§ Supplied text:
****************
“The soil is the great connector of lives, the source and destination of all. It is the healer and restorer and resurrector, by which disease passes into health, age into youth, death into life. Without proper care for it we can have no community, because without proper care for it we can have no life.” –Wendell Berry
Ok. Thats some pretty heavy stuff. Is soil really all of that?
Any serious biologist will tell you it absolutely is. It is the belly of the forest, and just as our physical condition as humans often waxes or wanes in unison with the biological condition of our bellies, any tree or group of trees will thrive or decline in unison with the biology of the soil in which it grows.
Biologically healthy soil is full of worms, fungi, bacteria, and a staggering number of other microorganisms. The healthy soils of a forest took hundreds of years to cultivate, and you don’t have to look far to see what that soil quality means. Our Virginia forest thrives green and brilliant in heat or cold, drought or flood, and under the steady pressure of almost every sort of predation and disease.
So this is an advice column, right? Lots of praise for mother nature’s work so far, but what’s the advice? It’s simple, really. If you’re looking to cultivate healthy soil for the trees in your yard, it is not clear to this arborist why you would look further than the great Mother herself. Here’s what she says:
Have you noticed that there are no leaf rakers in a healthy forest? Leaves are the great give-back from the trees to help cultivate their own soils. This layer absorbs and holds moisture, minimizes run-off or erosion, and helps to develop the humus layer.
****************
§ Problem A:
Could you write out the part of the soil column that begins at the words "Any serious biologist" and stops after "which it grows."?
§ Problem B:
Which living things does the soil column say biologically healthy soil is full of?
****************
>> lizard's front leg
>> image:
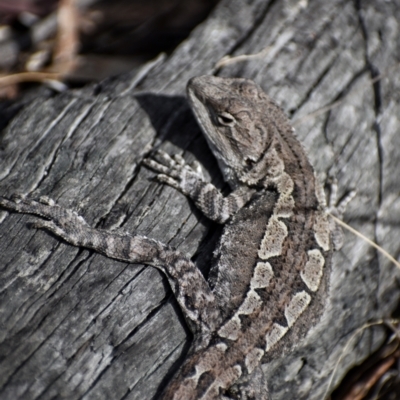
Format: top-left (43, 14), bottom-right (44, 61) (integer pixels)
top-left (0, 196), bottom-right (219, 338)
top-left (144, 151), bottom-right (256, 223)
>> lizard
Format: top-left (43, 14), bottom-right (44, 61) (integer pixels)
top-left (0, 76), bottom-right (352, 400)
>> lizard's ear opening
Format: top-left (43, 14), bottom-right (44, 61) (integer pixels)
top-left (217, 112), bottom-right (236, 126)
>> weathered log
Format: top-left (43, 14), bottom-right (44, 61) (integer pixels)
top-left (0, 0), bottom-right (400, 400)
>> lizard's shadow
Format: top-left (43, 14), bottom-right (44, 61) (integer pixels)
top-left (135, 93), bottom-right (227, 400)
top-left (135, 93), bottom-right (223, 187)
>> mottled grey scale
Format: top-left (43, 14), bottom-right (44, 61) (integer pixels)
top-left (0, 76), bottom-right (344, 400)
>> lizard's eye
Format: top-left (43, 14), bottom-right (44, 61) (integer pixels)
top-left (217, 112), bottom-right (236, 126)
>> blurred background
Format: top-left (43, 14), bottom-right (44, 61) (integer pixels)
top-left (0, 0), bottom-right (218, 99)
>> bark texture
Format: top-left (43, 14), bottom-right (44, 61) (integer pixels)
top-left (0, 0), bottom-right (400, 400)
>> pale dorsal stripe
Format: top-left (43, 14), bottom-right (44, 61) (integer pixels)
top-left (300, 249), bottom-right (325, 292)
top-left (313, 211), bottom-right (331, 251)
top-left (258, 216), bottom-right (288, 260)
top-left (244, 347), bottom-right (264, 374)
top-left (265, 323), bottom-right (289, 352)
top-left (285, 290), bottom-right (311, 328)
top-left (250, 262), bottom-right (274, 289)
top-left (258, 148), bottom-right (294, 260)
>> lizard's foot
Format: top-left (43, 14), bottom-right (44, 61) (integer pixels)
top-left (0, 194), bottom-right (88, 238)
top-left (143, 150), bottom-right (204, 195)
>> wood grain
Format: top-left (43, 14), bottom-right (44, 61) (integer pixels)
top-left (0, 0), bottom-right (400, 400)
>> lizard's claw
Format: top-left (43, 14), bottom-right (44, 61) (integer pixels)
top-left (143, 150), bottom-right (204, 194)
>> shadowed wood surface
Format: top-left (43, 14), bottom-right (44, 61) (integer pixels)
top-left (0, 0), bottom-right (400, 400)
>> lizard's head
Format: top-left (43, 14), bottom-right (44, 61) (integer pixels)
top-left (187, 76), bottom-right (280, 185)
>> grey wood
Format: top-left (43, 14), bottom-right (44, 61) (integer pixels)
top-left (0, 0), bottom-right (400, 400)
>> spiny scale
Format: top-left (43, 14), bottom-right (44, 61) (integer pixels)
top-left (0, 76), bottom-right (340, 400)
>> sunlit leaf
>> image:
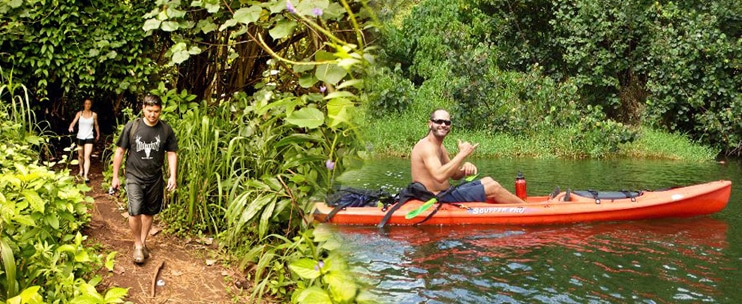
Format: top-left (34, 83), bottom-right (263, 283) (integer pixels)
top-left (173, 51), bottom-right (191, 64)
top-left (22, 190), bottom-right (44, 213)
top-left (196, 19), bottom-right (218, 34)
top-left (289, 258), bottom-right (320, 280)
top-left (286, 108), bottom-right (325, 129)
top-left (314, 63), bottom-right (348, 85)
top-left (142, 18), bottom-right (162, 31)
top-left (296, 286), bottom-right (333, 304)
top-left (324, 272), bottom-right (358, 303)
top-left (104, 287), bottom-right (129, 303)
top-left (268, 19), bottom-right (297, 39)
top-left (327, 98), bottom-right (354, 127)
top-left (237, 5), bottom-right (263, 24)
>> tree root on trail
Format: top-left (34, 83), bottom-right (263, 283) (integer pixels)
top-left (152, 260), bottom-right (165, 298)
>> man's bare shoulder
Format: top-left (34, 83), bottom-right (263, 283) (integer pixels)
top-left (412, 137), bottom-right (435, 155)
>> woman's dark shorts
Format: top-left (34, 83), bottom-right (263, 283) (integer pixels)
top-left (77, 138), bottom-right (95, 147)
top-left (440, 180), bottom-right (487, 203)
top-left (126, 178), bottom-right (165, 216)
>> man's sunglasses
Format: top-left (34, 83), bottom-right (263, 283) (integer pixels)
top-left (430, 119), bottom-right (451, 126)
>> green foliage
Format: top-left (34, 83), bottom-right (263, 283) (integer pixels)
top-left (366, 65), bottom-right (415, 118)
top-left (241, 228), bottom-right (366, 304)
top-left (0, 0), bottom-right (157, 100)
top-left (374, 0), bottom-right (742, 157)
top-left (0, 94), bottom-right (126, 303)
top-left (646, 3), bottom-right (742, 154)
top-left (118, 0), bottom-right (373, 298)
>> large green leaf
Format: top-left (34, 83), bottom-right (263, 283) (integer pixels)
top-left (268, 19), bottom-right (297, 39)
top-left (22, 190), bottom-right (44, 213)
top-left (237, 5), bottom-right (263, 24)
top-left (327, 98), bottom-right (354, 128)
top-left (324, 271), bottom-right (358, 302)
top-left (289, 258), bottom-right (321, 280)
top-left (286, 108), bottom-right (325, 129)
top-left (296, 286), bottom-right (333, 304)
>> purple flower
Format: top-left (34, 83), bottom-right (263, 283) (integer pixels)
top-left (286, 1), bottom-right (296, 14)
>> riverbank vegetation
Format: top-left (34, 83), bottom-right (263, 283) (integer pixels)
top-left (367, 0), bottom-right (742, 160)
top-left (0, 77), bottom-right (127, 303)
top-left (0, 0), bottom-right (742, 303)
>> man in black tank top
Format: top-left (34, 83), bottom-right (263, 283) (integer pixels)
top-left (111, 95), bottom-right (178, 264)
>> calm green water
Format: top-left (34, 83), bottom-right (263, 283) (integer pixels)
top-left (326, 159), bottom-right (742, 303)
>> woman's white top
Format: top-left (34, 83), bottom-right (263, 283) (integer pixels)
top-left (77, 112), bottom-right (95, 139)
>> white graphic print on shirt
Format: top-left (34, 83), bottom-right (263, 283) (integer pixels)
top-left (136, 135), bottom-right (160, 159)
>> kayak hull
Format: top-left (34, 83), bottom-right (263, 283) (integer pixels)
top-left (313, 180), bottom-right (732, 225)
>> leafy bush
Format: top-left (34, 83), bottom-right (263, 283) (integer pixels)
top-left (0, 104), bottom-right (127, 303)
top-left (646, 2), bottom-right (742, 154)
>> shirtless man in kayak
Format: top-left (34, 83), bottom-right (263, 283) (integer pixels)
top-left (411, 109), bottom-right (525, 204)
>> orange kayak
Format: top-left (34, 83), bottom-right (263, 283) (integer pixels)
top-left (313, 180), bottom-right (732, 225)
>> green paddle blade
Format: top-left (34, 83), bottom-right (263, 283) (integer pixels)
top-left (404, 197), bottom-right (438, 220)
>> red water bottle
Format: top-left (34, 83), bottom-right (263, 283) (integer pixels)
top-left (515, 172), bottom-right (528, 201)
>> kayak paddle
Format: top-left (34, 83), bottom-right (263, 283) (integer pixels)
top-left (405, 174), bottom-right (478, 220)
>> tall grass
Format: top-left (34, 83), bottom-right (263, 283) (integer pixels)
top-left (364, 111), bottom-right (719, 161)
top-left (619, 128), bottom-right (720, 161)
top-left (0, 68), bottom-right (36, 134)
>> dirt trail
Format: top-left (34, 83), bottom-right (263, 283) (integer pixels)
top-left (78, 158), bottom-right (248, 303)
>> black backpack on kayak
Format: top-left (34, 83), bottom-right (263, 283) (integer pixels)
top-left (325, 187), bottom-right (396, 222)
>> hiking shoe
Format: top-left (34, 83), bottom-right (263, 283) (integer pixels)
top-left (133, 247), bottom-right (145, 264)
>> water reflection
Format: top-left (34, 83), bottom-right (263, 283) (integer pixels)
top-left (332, 159), bottom-right (742, 303)
top-left (330, 217), bottom-right (728, 303)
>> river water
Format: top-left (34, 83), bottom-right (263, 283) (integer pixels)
top-left (318, 159), bottom-right (742, 303)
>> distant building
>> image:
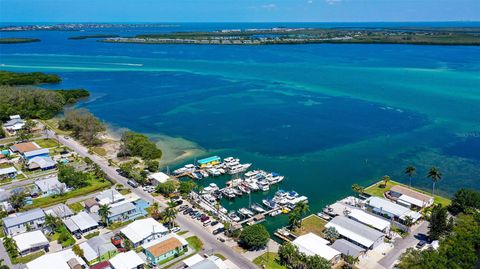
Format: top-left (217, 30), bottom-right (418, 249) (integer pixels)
top-left (2, 208), bottom-right (45, 235)
top-left (12, 231), bottom-right (50, 256)
top-left (142, 233), bottom-right (188, 265)
top-left (120, 218), bottom-right (168, 247)
top-left (292, 233), bottom-right (341, 264)
top-left (325, 216), bottom-right (385, 249)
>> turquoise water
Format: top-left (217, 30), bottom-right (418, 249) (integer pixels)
top-left (0, 25), bottom-right (480, 228)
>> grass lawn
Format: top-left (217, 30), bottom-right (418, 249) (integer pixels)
top-left (253, 252), bottom-right (285, 269)
top-left (11, 250), bottom-right (45, 264)
top-left (23, 180), bottom-right (111, 210)
top-left (293, 214), bottom-right (327, 236)
top-left (185, 236), bottom-right (203, 251)
top-left (364, 180), bottom-right (452, 206)
top-left (34, 138), bottom-right (58, 148)
top-left (68, 202), bottom-right (84, 213)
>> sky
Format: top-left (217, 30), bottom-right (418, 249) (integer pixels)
top-left (0, 0), bottom-right (480, 22)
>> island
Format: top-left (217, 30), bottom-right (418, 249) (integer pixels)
top-left (99, 27), bottom-right (480, 46)
top-left (0, 37), bottom-right (40, 44)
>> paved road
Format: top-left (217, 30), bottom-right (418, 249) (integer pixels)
top-left (49, 131), bottom-right (258, 269)
top-left (378, 221), bottom-right (428, 268)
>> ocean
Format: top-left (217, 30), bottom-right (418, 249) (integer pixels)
top-left (0, 23), bottom-right (480, 229)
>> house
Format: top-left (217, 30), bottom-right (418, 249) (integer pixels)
top-left (95, 189), bottom-right (125, 205)
top-left (0, 166), bottom-right (18, 179)
top-left (292, 233), bottom-right (341, 264)
top-left (35, 176), bottom-right (67, 197)
top-left (348, 208), bottom-right (390, 233)
top-left (12, 231), bottom-right (50, 256)
top-left (197, 156), bottom-right (222, 168)
top-left (120, 218), bottom-right (168, 247)
top-left (3, 115), bottom-right (25, 132)
top-left (63, 212), bottom-right (98, 234)
top-left (108, 202), bottom-right (146, 223)
top-left (387, 185), bottom-right (433, 208)
top-left (332, 239), bottom-right (365, 258)
top-left (142, 233), bottom-right (188, 265)
top-left (79, 232), bottom-right (118, 264)
top-left (365, 196), bottom-right (422, 224)
top-left (110, 250), bottom-right (144, 269)
top-left (45, 204), bottom-right (74, 219)
top-left (325, 216), bottom-right (385, 249)
top-left (27, 156), bottom-right (57, 170)
top-left (2, 208), bottom-right (45, 235)
top-left (26, 249), bottom-right (88, 269)
top-left (147, 172), bottom-right (170, 186)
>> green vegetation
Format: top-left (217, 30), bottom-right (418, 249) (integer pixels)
top-left (253, 252), bottom-right (285, 269)
top-left (118, 132), bottom-right (162, 160)
top-left (58, 109), bottom-right (106, 146)
top-left (238, 224), bottom-right (270, 250)
top-left (0, 85), bottom-right (89, 121)
top-left (185, 236), bottom-right (203, 252)
top-left (0, 37), bottom-right (40, 44)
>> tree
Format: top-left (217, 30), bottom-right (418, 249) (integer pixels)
top-left (323, 227), bottom-right (340, 243)
top-left (427, 167), bottom-right (442, 196)
top-left (98, 205), bottom-right (111, 226)
top-left (239, 224), bottom-right (270, 250)
top-left (404, 165), bottom-right (417, 187)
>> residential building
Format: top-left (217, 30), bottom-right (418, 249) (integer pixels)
top-left (365, 196), bottom-right (422, 224)
top-left (0, 166), bottom-right (18, 179)
top-left (120, 218), bottom-right (168, 247)
top-left (110, 250), bottom-right (144, 269)
top-left (348, 208), bottom-right (390, 233)
top-left (2, 208), bottom-right (45, 235)
top-left (325, 216), bottom-right (385, 249)
top-left (63, 212), bottom-right (98, 234)
top-left (35, 176), bottom-right (68, 197)
top-left (147, 172), bottom-right (170, 186)
top-left (12, 231), bottom-right (50, 256)
top-left (142, 233), bottom-right (188, 265)
top-left (79, 232), bottom-right (118, 264)
top-left (387, 185), bottom-right (433, 208)
top-left (292, 233), bottom-right (341, 264)
top-left (26, 249), bottom-right (88, 269)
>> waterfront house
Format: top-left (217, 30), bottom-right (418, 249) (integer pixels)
top-left (386, 185), bottom-right (433, 208)
top-left (142, 233), bottom-right (188, 265)
top-left (110, 250), bottom-right (144, 269)
top-left (26, 249), bottom-right (88, 269)
top-left (0, 166), bottom-right (18, 180)
top-left (365, 196), bottom-right (422, 224)
top-left (197, 156), bottom-right (222, 168)
top-left (79, 232), bottom-right (118, 264)
top-left (147, 172), bottom-right (170, 186)
top-left (2, 208), bottom-right (45, 235)
top-left (35, 176), bottom-right (68, 197)
top-left (325, 216), bottom-right (385, 249)
top-left (292, 233), bottom-right (341, 265)
top-left (12, 231), bottom-right (50, 256)
top-left (120, 218), bottom-right (168, 247)
top-left (63, 212), bottom-right (98, 234)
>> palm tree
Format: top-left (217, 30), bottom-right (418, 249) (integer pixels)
top-left (98, 205), bottom-right (111, 226)
top-left (405, 165), bottom-right (417, 187)
top-left (427, 167), bottom-right (443, 196)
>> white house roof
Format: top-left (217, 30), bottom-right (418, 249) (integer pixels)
top-left (120, 218), bottom-right (168, 244)
top-left (109, 250), bottom-right (144, 269)
top-left (13, 231), bottom-right (49, 252)
top-left (26, 249), bottom-right (86, 269)
top-left (325, 216), bottom-right (383, 248)
top-left (292, 233), bottom-right (341, 261)
top-left (0, 166), bottom-right (18, 176)
top-left (348, 209), bottom-right (390, 231)
top-left (148, 172), bottom-right (170, 183)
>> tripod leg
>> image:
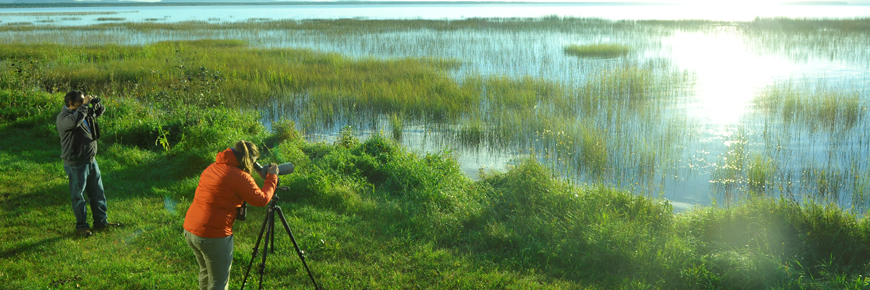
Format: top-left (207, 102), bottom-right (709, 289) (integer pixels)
top-left (259, 207), bottom-right (275, 290)
top-left (272, 206), bottom-right (320, 289)
top-left (241, 204), bottom-right (270, 290)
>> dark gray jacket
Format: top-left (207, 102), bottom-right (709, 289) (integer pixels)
top-left (57, 105), bottom-right (105, 165)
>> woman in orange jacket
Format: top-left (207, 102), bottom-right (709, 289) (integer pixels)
top-left (184, 140), bottom-right (278, 290)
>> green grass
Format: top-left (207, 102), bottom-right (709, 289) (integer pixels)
top-left (0, 84), bottom-right (870, 289)
top-left (754, 84), bottom-right (867, 132)
top-left (564, 43), bottom-right (631, 58)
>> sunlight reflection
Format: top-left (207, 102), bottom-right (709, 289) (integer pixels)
top-left (668, 27), bottom-right (791, 125)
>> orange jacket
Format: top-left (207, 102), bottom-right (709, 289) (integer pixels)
top-left (184, 149), bottom-right (278, 238)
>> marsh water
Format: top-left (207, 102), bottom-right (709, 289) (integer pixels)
top-left (0, 3), bottom-right (870, 211)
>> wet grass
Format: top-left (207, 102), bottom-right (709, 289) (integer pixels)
top-left (564, 43), bottom-right (630, 58)
top-left (0, 89), bottom-right (870, 289)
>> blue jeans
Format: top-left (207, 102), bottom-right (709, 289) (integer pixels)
top-left (63, 161), bottom-right (108, 230)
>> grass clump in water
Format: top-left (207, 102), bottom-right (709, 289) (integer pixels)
top-left (563, 43), bottom-right (631, 58)
top-left (0, 89), bottom-right (870, 289)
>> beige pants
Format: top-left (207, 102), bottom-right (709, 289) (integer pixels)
****************
§ Expected answer A:
Any serious biologist will tell you it absolutely is. It is the belly of the forest, and just as our physical condition as humans often waxes or wanes in unison with the biological condition of our bellies, any tree or group of trees will thrive or decline in unison with the biology of the soil in which it grows.

§ Expected answer B:
- Worms
- Fungi
- Bacteria
- A staggering number of other microorganisms